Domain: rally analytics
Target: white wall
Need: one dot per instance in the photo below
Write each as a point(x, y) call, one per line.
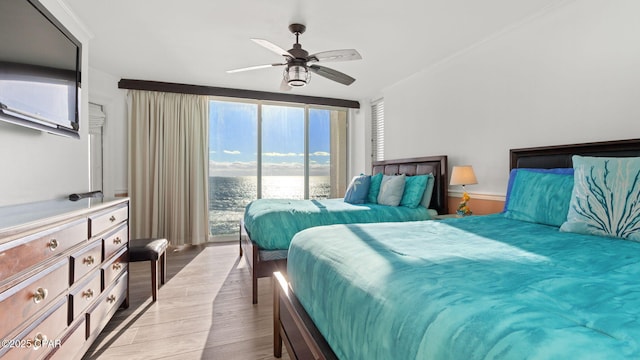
point(40, 166)
point(568, 76)
point(103, 90)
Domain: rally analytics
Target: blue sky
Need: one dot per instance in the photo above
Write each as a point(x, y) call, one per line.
point(233, 144)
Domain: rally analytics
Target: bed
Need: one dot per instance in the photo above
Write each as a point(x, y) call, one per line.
point(496, 286)
point(266, 255)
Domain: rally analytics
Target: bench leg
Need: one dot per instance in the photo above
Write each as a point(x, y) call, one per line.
point(163, 267)
point(154, 279)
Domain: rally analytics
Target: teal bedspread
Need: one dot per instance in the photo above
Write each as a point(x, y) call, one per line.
point(271, 223)
point(482, 287)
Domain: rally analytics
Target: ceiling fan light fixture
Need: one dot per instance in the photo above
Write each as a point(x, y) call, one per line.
point(297, 75)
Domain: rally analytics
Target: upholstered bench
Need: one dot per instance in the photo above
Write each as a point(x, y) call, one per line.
point(153, 250)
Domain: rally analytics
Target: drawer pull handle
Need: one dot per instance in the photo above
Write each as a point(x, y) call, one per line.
point(39, 295)
point(88, 294)
point(89, 260)
point(39, 340)
point(53, 244)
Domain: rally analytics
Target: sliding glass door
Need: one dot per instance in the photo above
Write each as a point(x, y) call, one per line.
point(271, 151)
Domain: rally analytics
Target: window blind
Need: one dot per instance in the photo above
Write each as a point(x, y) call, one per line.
point(377, 131)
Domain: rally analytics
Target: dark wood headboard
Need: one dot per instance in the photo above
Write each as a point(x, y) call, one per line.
point(548, 157)
point(436, 165)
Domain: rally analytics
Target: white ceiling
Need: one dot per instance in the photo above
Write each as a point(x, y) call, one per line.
point(196, 41)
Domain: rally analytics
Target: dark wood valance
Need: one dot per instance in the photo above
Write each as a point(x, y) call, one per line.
point(233, 93)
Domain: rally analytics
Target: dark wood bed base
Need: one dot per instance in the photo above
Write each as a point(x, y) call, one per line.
point(293, 325)
point(436, 165)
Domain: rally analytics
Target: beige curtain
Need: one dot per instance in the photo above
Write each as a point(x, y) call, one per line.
point(168, 178)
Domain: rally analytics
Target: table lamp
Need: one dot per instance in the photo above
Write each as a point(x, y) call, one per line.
point(463, 175)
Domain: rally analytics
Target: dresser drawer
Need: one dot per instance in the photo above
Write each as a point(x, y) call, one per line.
point(103, 221)
point(72, 343)
point(21, 254)
point(43, 337)
point(111, 298)
point(32, 295)
point(84, 261)
point(114, 267)
point(83, 295)
point(115, 241)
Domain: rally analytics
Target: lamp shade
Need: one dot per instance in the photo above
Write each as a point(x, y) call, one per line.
point(463, 175)
point(297, 75)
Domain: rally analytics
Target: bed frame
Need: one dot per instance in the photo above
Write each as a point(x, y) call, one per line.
point(436, 165)
point(293, 326)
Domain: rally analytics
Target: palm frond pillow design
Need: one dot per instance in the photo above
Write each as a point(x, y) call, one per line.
point(605, 198)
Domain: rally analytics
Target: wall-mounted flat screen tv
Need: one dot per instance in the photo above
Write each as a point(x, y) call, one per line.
point(39, 69)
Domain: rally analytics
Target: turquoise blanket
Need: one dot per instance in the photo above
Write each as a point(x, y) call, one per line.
point(271, 223)
point(482, 287)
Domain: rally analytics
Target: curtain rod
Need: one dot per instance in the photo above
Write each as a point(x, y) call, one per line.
point(234, 93)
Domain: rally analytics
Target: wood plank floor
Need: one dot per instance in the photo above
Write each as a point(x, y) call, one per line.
point(203, 311)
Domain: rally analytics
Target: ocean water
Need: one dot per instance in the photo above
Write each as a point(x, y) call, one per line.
point(228, 196)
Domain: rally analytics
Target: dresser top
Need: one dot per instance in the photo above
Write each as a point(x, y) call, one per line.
point(23, 217)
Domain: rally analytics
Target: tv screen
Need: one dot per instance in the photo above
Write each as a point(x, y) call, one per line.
point(39, 69)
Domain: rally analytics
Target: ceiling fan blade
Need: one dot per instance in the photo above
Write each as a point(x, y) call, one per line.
point(335, 55)
point(331, 74)
point(273, 47)
point(253, 68)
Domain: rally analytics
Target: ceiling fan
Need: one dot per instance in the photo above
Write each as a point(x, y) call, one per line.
point(298, 63)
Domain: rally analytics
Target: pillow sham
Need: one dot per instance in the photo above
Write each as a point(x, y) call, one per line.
point(541, 197)
point(514, 172)
point(374, 188)
point(391, 190)
point(358, 190)
point(413, 190)
point(606, 197)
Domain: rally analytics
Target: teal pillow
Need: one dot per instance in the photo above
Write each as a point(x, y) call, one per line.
point(374, 188)
point(539, 197)
point(606, 197)
point(358, 190)
point(413, 190)
point(391, 190)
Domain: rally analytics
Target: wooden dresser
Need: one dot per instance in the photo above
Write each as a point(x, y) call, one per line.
point(63, 274)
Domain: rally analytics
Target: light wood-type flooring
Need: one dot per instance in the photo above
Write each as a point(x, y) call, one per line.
point(203, 311)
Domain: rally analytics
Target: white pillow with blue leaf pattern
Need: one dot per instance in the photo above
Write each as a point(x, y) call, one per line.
point(606, 197)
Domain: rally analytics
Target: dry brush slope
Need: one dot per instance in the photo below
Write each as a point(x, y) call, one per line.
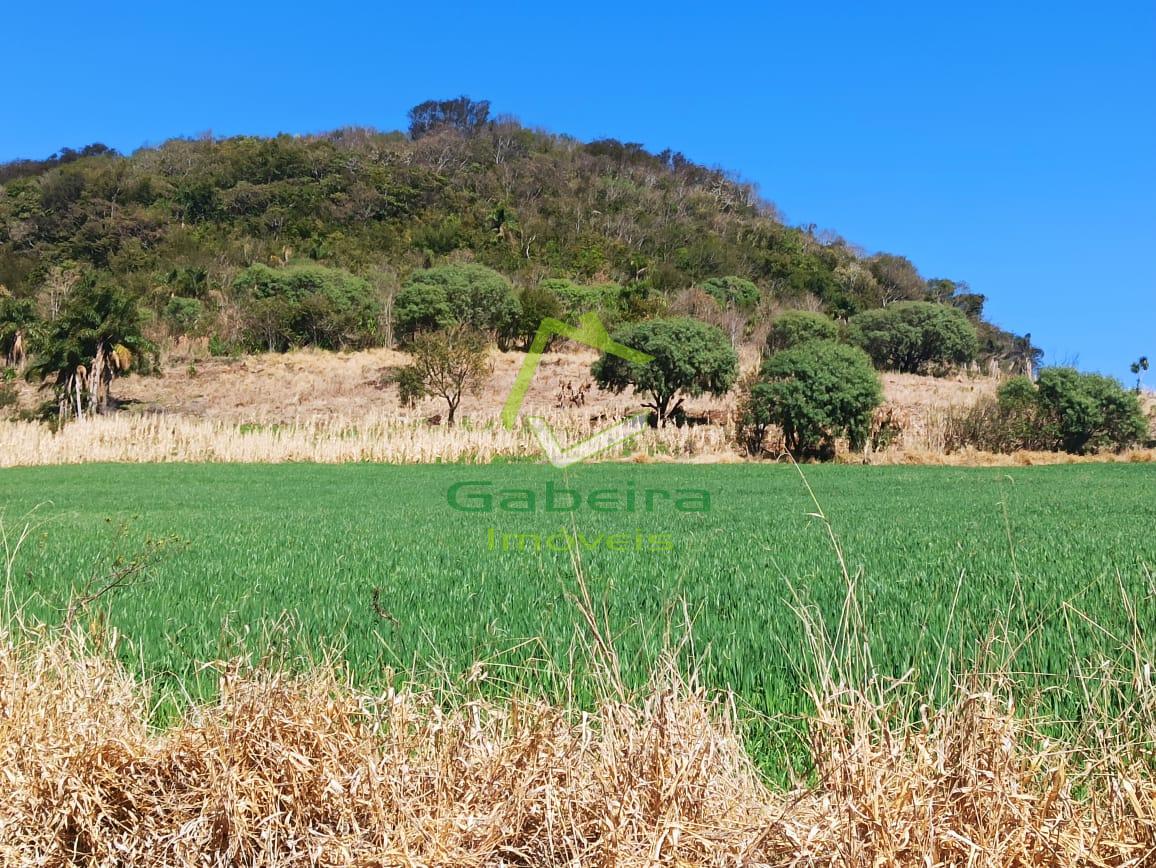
point(274, 387)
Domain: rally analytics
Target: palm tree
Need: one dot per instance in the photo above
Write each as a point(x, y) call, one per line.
point(1139, 368)
point(96, 338)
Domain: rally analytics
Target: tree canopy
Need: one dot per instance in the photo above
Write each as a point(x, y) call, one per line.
point(690, 358)
point(815, 392)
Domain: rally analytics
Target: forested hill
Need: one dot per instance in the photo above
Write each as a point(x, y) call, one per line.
point(180, 221)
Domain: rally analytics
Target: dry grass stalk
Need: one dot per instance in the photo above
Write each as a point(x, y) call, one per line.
point(304, 770)
point(371, 437)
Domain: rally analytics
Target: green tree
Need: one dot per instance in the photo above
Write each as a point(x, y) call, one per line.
****
REQUEST: Repeat every record above exactly, but leave out any pictures.

EXERCISE RESULT:
Domain: rally analytics
Target: white wall
Need: one dot per instance in the photo below
Write each as a point(x, y) call, one per line.
point(40, 166)
point(568, 76)
point(103, 90)
Domain: rally analytics
Target: blue sky
Need: one dot per instance in the photo above
Write each as a point(x, y) call, one per line.
point(233, 144)
Domain: rally analytics
Target: bed
Need: one dot per instance in the photo above
Write each as a point(x, y) call, one per line.
point(496, 286)
point(266, 255)
Domain: rally analytics
Target: bench leg
Need: one dot per instance in the photo above
Write each as a point(x, y) call, one per line.
point(163, 267)
point(154, 279)
Domain: rally analytics
Target: teal bedspread
Need: one dot per instance in the photo above
Write each as a point(x, y) call, one per line.
point(271, 223)
point(482, 287)
Domain: rally analytics
Target: ceiling fan light fixture
Need: one dot per instance in the photo above
Write each as a point(x, y) call, one per line.
point(297, 75)
Domain: rally analytics
Target: upholstered bench
Need: one dot per instance in the photo above
Write each as a point(x, y) call, one per line.
point(153, 250)
Domain: rally analytics
Target: drawer pull handle
Need: one dot per instance in the photo above
Write each as a point(x, y) call, one per line.
point(39, 295)
point(88, 294)
point(89, 260)
point(39, 340)
point(53, 244)
Domain: rally analytics
Target: sliding glass door
Need: one dot per instance in the photo above
Write each as a point(x, y) call, one per line.
point(271, 151)
Domain: rally analytics
Target: window blind
Need: one dot per instance in the photo above
Write each as a point(x, y) call, one per line.
point(377, 131)
Domain: rally analytics
Target: dark wood headboard
Need: one dot per instance in the photo above
Write each as a point(x, y) call, one per line.
point(548, 157)
point(436, 165)
Domain: rally analytics
Target: white ceiling
Need: one dot per instance in the photo above
Write each as a point(x, y) call, one per line.
point(196, 41)
Domain: rally analytics
Target: dark wood valance
Need: one dot per instance in the photo above
Write each as a point(x, y) call, one per line.
point(233, 93)
Domain: rally analytics
Target: dark wood bed base
Need: one dot per instance in the photo above
Write each as a point(x, y) call, one per line.
point(293, 325)
point(436, 165)
Domain: rally analytics
Target: beige curtain
Need: one dot per instance in the photo above
Write each as a point(x, y) call, one per line.
point(168, 178)
Domain: rally analytics
Target: table lamp
Need: one dot per instance in the photo above
Write each as a point(x, y) call, one per line.
point(463, 175)
Domain: rally analytics
Target: dresser drawer
Need: one dot per instance in the photo above
Write each as a point(x, y) call, one per line.
point(103, 221)
point(72, 343)
point(21, 254)
point(43, 337)
point(111, 298)
point(32, 295)
point(84, 261)
point(114, 267)
point(83, 295)
point(115, 241)
Domain: rally analytics
Target: lamp shade
Need: one dot per instance in the photo above
Write each as a point(x, y) call, one per line.
point(463, 175)
point(297, 75)
Domain: rally analytics
Target: bed frame
Need: one dot per instance in the photo above
Write each as a point(x, y) call, one per line.
point(436, 165)
point(293, 326)
Domain: rally analytics
Target: palm frond pillow design
Need: one dot per instance in the photo above
Write each as a point(x, y) call, one per line.
point(605, 198)
Domain: rally analytics
Target: wall-mounted flat screen tv
Need: one dot per instance in the photo above
Write each as a point(x, y) call, one per line.
point(39, 69)
Domain: rally analytics
Target: turquoise blanket
Need: one dot per instance in the photo above
Write each as a point(x, y) call, one per line.
point(271, 223)
point(482, 287)
Domain: rally analytics
Target: curtain rod
Need: one dot per instance in the photo above
Write each as a point(x, y) call, one per line.
point(234, 93)
Domain: rally analytics
Target: wood plank floor
Need: one dot per instance in the photo above
Write each as a point(x, y) call, one per line.
point(203, 311)
Domain: rally analytics
Target: ocean water
Need: one dot per instance in the photo above
Write each as a point(x, y) call, one per line.
point(228, 196)
Domain: rally analytics
Target: dresser top
Need: one dot per instance in the photo above
Write each as a point(x, y) call, one per line.
point(23, 217)
Domain: rally analytics
Target: tv screen
Need: one dot per instance in the photo above
Write each as a point(x, y) call, one per line.
point(39, 69)
Domain: rally analytics
Target: ceiling fan blade
Need: one dot per instance in the photo above
Write each as a point(x, y) call, one per line.
point(335, 55)
point(331, 74)
point(273, 47)
point(253, 68)
Domain: rally analytics
Target: ceiling fan
Need: one dot per instance in the photo above
Write each as a point(x, y) call, one per line.
point(298, 63)
Domain: rally analytics
Target: pillow sham
Need: one dot per instance in the photo above
Write each as a point(x, y) call, one per line.
point(541, 197)
point(514, 172)
point(374, 188)
point(391, 190)
point(358, 190)
point(413, 190)
point(606, 197)
Domain: rally analytics
Target: teal pillow
Need: one dot per instance in the photo above
Write each as a point(x, y) call, one per line.
point(374, 188)
point(539, 197)
point(606, 197)
point(358, 190)
point(413, 190)
point(391, 190)
Domain: rally analytics
Target: wooden dresser
Need: one dot per instance in the photo above
Write each as a point(x, y) call, one per line.
point(63, 274)
Domain: rally analytics
Target: light wood-type flooring
Need: one dot per instance in the photo above
Write each as a point(x, y) call, one per line.
point(203, 311)
Domain: rally analytics
Target: white pillow with blue leaf pattern
Need: one dot per instance in the photo above
Write each as a point(x, y) call, one per line.
point(606, 197)
Domain: rally analytics
Target: dry brush slope
Need: one dot per instance in the photo below
Write each as a point(x, y) call, one per line.
point(274, 387)
Domain: rally analytics
Target: palm tree
Need: one dot per instance in the photo above
Write each as a point(x, y) call, one per line.
point(1139, 368)
point(96, 338)
Domain: rally analytics
Target: tree canopy
Need: one dot per instance in the photo above
Write each as a point(x, y) call, one per line.
point(690, 358)
point(815, 392)
Domain: rally analytics
Target: forested hill
Need: one dot per instance in the photo above
Write each as a point(x, y) call, one per line.
point(180, 221)
Domain: rally analytics
Target: dry grass stalk
Need: one dot per instance in the photo above
Write each as a point(x, y) call, one per line.
point(304, 770)
point(371, 437)
Domain: rally analytics
Target: green tree
Need: one dot per instance in the photo above
Write each as a point(x, y) call, one per line.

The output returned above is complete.